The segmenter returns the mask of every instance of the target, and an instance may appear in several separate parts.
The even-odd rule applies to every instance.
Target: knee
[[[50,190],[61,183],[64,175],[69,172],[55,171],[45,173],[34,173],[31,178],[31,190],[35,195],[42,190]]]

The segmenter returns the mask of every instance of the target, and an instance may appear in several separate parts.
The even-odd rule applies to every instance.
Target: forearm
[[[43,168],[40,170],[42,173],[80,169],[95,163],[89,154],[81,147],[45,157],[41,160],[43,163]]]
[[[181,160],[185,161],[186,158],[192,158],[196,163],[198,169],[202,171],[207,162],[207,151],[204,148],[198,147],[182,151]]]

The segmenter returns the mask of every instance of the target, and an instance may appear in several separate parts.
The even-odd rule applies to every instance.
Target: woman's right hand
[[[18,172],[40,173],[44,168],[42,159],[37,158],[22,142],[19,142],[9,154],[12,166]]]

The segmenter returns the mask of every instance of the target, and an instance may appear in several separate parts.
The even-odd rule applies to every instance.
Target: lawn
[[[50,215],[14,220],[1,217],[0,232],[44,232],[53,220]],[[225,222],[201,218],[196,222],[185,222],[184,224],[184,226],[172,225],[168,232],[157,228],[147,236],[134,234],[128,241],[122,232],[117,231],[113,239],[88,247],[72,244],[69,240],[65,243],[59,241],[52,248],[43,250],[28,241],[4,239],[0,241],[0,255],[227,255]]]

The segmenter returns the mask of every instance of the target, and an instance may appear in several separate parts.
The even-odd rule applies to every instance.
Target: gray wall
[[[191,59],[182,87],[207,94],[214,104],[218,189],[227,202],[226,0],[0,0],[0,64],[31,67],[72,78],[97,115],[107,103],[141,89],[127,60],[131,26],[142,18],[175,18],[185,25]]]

***

Lay out every line of the rows above as a numbered list, omitting the blank lines.

* [Correct output]:
1. The segmenter returns the mask of every instance of the target, and an instance may appear in several separate parts.
2. The even-odd rule applies to every instance.
3. Target: knee
4. [[[50,190],[61,183],[64,175],[69,172],[55,171],[45,173],[34,173],[31,178],[31,190],[35,195],[42,190]]]
5. The segmenter returns the mask of every instance of the target, and an instance may appear in several separate parts.
6. The even-odd rule applies to every instance.
7. Target: forearm
8. [[[43,168],[40,170],[42,173],[80,169],[95,163],[89,154],[81,147],[45,157],[41,160],[43,163]]]
9. [[[181,160],[185,161],[186,158],[192,158],[196,163],[198,169],[202,171],[207,162],[207,151],[204,148],[198,147],[182,151]]]
10. The segmenter returns the mask of every instance of the target, and an instance may appear in several separate parts.
11. The even-odd rule applies to every instance.
12. Target: woman's right hand
13. [[[18,172],[40,173],[44,168],[42,159],[37,158],[22,142],[19,142],[9,154],[12,166]]]
14. The segmenter returns the mask of every instance of the target, and an instance may appear in several separate parts.
15. The even-odd rule applies to every instance.
16. Target: lawn
17. [[[50,215],[14,220],[1,217],[0,232],[44,232],[53,220]],[[225,222],[201,218],[196,222],[185,222],[184,224],[184,226],[172,225],[168,232],[157,228],[147,236],[134,234],[128,241],[122,232],[117,231],[113,239],[88,247],[72,244],[69,240],[65,243],[59,241],[52,248],[43,250],[28,241],[4,239],[0,241],[0,255],[227,255]]]
18. The segmenter returns the mask of every instance of the target, and an instance may appear in several separate parts.
19. The even-odd rule applies to every instance.
20. Target: gray wall
21. [[[191,59],[182,87],[207,94],[214,104],[218,189],[227,202],[226,0],[0,0],[0,64],[31,67],[72,78],[97,115],[107,103],[141,89],[127,60],[131,26],[142,18],[175,18],[185,25]]]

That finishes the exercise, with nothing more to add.